> **DATA EXCERPTS**:
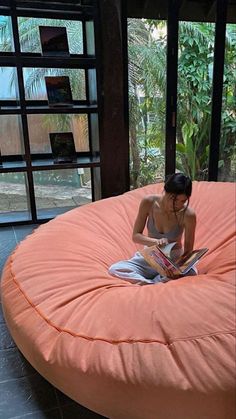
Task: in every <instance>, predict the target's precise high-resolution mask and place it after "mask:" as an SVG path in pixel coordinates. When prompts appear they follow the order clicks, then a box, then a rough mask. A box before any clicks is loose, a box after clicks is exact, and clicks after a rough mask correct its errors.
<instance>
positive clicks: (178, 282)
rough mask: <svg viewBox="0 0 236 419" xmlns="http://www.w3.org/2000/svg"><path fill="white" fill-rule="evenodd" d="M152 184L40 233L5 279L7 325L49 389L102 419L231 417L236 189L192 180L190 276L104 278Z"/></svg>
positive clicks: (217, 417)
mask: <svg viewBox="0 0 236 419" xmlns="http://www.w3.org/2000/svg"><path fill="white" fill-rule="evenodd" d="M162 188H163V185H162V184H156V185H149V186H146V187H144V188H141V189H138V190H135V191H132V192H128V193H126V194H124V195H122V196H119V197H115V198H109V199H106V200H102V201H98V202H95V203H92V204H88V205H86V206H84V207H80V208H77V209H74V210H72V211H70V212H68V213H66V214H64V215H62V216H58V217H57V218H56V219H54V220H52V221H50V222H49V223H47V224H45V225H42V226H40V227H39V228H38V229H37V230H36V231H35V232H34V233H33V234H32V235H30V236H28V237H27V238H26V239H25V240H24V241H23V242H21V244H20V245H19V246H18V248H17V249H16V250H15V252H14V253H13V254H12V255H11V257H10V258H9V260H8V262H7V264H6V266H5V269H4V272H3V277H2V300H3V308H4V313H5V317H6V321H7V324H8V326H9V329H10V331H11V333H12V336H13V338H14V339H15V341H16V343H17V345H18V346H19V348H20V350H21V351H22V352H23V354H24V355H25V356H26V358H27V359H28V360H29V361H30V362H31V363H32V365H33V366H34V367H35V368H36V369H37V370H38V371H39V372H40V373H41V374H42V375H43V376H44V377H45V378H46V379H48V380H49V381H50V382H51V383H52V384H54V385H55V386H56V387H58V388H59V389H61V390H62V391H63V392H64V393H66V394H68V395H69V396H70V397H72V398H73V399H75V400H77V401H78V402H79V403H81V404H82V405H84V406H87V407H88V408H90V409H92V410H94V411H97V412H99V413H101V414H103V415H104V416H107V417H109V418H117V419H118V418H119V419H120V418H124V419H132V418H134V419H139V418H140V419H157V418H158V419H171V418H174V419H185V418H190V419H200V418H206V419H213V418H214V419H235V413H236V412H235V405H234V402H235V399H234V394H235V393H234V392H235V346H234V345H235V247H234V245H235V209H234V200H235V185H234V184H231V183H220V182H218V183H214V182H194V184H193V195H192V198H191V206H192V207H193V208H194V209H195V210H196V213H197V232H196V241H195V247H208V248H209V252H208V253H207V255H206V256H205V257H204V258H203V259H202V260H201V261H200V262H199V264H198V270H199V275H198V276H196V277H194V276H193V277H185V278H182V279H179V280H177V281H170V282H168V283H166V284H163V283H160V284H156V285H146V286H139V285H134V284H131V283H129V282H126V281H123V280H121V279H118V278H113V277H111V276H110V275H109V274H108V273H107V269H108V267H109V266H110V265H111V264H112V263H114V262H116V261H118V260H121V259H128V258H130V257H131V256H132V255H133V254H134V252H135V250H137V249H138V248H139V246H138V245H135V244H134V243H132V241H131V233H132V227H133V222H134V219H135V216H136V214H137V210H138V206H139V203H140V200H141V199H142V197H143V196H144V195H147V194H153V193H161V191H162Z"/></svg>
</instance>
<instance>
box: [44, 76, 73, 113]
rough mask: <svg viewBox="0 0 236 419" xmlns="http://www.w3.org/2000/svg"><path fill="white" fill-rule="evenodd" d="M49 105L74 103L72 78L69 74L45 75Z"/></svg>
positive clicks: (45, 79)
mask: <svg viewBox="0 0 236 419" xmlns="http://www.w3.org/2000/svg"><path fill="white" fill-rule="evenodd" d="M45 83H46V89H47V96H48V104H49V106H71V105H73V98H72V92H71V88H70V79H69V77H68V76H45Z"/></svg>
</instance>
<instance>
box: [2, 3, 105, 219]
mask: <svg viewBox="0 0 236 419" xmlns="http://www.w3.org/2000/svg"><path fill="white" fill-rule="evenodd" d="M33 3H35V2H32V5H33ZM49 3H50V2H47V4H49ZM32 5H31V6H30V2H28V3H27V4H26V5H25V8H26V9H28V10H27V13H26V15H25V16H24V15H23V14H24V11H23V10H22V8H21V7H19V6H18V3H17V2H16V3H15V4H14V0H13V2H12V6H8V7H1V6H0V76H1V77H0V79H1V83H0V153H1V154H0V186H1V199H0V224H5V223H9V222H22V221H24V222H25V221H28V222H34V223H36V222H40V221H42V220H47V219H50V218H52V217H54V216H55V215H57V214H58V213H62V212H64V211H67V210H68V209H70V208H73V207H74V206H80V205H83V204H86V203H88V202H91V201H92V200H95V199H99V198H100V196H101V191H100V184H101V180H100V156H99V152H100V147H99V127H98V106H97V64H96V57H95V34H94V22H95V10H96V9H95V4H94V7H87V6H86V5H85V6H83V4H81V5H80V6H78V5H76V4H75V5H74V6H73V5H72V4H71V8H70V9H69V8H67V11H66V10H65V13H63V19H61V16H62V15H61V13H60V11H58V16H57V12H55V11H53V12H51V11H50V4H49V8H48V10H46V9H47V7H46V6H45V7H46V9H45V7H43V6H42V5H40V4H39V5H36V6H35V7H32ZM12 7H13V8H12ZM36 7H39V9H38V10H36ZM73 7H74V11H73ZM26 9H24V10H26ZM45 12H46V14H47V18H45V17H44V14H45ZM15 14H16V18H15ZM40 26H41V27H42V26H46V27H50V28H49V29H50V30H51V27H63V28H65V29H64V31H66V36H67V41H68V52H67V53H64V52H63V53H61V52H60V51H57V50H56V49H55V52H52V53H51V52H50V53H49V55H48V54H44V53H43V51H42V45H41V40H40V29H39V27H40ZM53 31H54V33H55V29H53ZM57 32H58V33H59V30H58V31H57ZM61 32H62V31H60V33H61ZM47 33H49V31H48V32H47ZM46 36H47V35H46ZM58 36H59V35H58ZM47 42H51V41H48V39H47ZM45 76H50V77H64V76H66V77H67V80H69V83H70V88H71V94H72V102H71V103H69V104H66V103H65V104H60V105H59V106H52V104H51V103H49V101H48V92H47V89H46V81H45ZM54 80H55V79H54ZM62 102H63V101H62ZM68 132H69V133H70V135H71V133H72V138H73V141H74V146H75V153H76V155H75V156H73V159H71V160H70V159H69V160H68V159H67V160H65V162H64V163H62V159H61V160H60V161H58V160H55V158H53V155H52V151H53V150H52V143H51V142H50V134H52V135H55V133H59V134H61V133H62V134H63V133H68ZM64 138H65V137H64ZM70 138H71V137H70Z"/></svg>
* * *
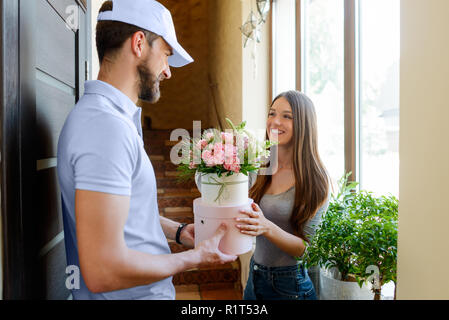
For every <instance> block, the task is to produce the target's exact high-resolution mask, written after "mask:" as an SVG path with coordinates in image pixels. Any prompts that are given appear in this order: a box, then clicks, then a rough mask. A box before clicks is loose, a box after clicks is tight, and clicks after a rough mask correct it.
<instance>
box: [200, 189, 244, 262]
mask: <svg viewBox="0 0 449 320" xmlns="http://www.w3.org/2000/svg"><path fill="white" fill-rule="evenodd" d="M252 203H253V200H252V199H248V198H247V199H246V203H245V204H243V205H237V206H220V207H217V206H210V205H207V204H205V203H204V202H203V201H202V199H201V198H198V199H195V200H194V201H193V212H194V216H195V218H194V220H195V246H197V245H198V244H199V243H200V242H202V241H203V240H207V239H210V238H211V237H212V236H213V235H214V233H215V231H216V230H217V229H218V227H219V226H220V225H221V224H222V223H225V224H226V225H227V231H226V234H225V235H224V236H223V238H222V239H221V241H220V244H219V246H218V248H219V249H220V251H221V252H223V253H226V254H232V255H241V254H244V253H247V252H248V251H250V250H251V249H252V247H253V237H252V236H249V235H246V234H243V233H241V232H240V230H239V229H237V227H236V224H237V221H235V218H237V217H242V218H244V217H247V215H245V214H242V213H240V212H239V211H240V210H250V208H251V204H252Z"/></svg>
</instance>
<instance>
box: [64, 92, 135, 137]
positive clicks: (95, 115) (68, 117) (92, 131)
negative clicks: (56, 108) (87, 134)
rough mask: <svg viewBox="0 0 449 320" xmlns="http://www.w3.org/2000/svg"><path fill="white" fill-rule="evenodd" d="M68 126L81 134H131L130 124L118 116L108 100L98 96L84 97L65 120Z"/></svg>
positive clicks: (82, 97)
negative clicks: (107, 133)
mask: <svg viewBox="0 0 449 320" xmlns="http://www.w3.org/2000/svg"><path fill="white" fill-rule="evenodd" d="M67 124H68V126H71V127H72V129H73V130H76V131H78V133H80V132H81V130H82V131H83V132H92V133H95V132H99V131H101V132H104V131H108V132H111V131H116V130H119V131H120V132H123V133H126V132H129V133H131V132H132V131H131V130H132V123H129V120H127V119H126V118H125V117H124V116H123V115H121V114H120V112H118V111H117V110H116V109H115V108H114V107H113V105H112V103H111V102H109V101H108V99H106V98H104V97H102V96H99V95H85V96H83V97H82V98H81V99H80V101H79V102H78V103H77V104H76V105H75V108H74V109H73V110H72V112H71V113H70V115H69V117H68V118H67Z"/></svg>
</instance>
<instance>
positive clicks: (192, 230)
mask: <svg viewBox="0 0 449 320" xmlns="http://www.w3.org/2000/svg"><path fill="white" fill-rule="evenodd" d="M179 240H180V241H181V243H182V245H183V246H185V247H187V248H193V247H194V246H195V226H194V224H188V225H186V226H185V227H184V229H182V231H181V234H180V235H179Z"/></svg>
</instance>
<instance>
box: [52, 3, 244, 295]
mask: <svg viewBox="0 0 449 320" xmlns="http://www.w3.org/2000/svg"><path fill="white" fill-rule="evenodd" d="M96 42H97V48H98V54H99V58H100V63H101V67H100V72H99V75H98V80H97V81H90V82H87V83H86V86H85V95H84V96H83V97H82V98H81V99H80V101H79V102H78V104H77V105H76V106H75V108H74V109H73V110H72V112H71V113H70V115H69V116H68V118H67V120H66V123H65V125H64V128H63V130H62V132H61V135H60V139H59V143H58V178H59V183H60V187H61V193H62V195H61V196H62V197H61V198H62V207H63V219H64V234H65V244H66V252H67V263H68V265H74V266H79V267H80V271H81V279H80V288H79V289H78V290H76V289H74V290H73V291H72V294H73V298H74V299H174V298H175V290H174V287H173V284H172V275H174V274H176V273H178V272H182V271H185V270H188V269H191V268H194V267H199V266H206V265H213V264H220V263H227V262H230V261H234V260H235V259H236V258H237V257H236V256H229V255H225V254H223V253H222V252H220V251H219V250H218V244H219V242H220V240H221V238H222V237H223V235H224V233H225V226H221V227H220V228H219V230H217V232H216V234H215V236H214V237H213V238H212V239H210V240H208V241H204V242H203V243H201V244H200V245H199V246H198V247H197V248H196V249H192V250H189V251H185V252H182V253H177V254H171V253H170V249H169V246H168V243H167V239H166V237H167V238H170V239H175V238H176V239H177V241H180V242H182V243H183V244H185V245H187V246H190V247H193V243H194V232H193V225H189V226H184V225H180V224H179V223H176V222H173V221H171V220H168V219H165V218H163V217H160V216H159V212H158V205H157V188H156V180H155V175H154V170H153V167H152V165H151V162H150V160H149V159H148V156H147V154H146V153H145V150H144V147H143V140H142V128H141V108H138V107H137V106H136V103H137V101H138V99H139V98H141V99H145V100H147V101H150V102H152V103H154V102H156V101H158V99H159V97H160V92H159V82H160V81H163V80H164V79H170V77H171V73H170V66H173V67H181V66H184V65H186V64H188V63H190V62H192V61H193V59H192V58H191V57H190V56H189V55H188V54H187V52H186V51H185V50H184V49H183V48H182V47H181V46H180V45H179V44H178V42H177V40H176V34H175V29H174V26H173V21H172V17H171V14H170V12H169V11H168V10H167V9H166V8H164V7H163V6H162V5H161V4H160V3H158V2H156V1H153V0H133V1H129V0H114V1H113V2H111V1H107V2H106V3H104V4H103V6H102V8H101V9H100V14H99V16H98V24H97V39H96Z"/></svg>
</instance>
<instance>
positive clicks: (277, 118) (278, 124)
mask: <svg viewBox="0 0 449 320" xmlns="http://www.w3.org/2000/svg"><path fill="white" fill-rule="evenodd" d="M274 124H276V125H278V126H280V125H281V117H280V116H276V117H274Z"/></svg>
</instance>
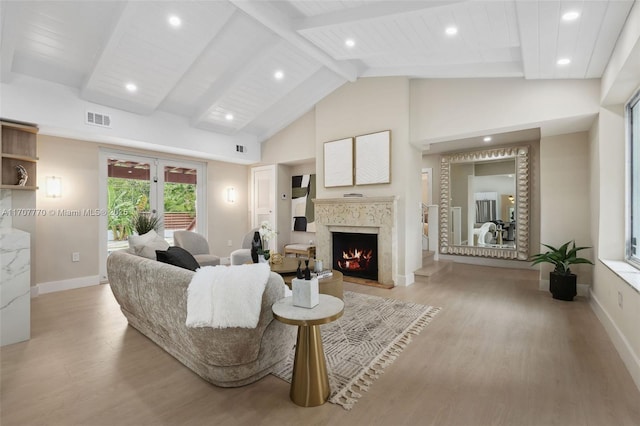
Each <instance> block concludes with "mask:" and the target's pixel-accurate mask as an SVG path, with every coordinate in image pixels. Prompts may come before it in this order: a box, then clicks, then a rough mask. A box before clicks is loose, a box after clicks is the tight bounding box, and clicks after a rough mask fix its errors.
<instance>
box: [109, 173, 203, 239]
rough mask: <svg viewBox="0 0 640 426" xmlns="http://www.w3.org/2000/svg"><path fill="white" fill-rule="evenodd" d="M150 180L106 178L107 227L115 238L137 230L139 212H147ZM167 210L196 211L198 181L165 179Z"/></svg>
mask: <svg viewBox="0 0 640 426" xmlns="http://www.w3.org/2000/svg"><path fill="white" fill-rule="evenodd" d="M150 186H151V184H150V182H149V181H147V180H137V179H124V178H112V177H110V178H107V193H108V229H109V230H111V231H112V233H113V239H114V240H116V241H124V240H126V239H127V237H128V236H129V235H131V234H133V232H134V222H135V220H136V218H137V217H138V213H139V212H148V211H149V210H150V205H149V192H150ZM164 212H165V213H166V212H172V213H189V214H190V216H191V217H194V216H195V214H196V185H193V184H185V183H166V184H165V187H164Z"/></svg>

> **WORK TO BE COMPLETED**:
Pull out each line in the material above containing the word "order". Case matters.

> **RESULT OF THE TASK**:
Task: in every <instance>, predict the target's precise high-resolution mask and place it after "mask:" as an SVG path in pixel coordinates. When prompts appear they follow the order clicks, then a box, then a rough mask. A box before any clicks is loose, a box after clicks is exact, and clicks after a rough mask correct its errors.
For every <instance> block, the task is to produce the target's exact high-resolution mask, written after "mask:" as an SVG path with coordinates in image pixels. Any prompts that are given appear in this order: a box, then clicks, then a rough mask. A box before clicks is loose, a box after clicks is tight, and clicks after a rough mask correct it.
Each <instance> block concludes with "mask:" and the target's pixel-accurate mask as an SVG path, with every coordinate in image pixels. Prompts may come before it in this order: a box, then clicks, then a rough mask. A box before clicks is loose, a box after clicks is the tight bounding box, and clicks after a rough mask fix its errors.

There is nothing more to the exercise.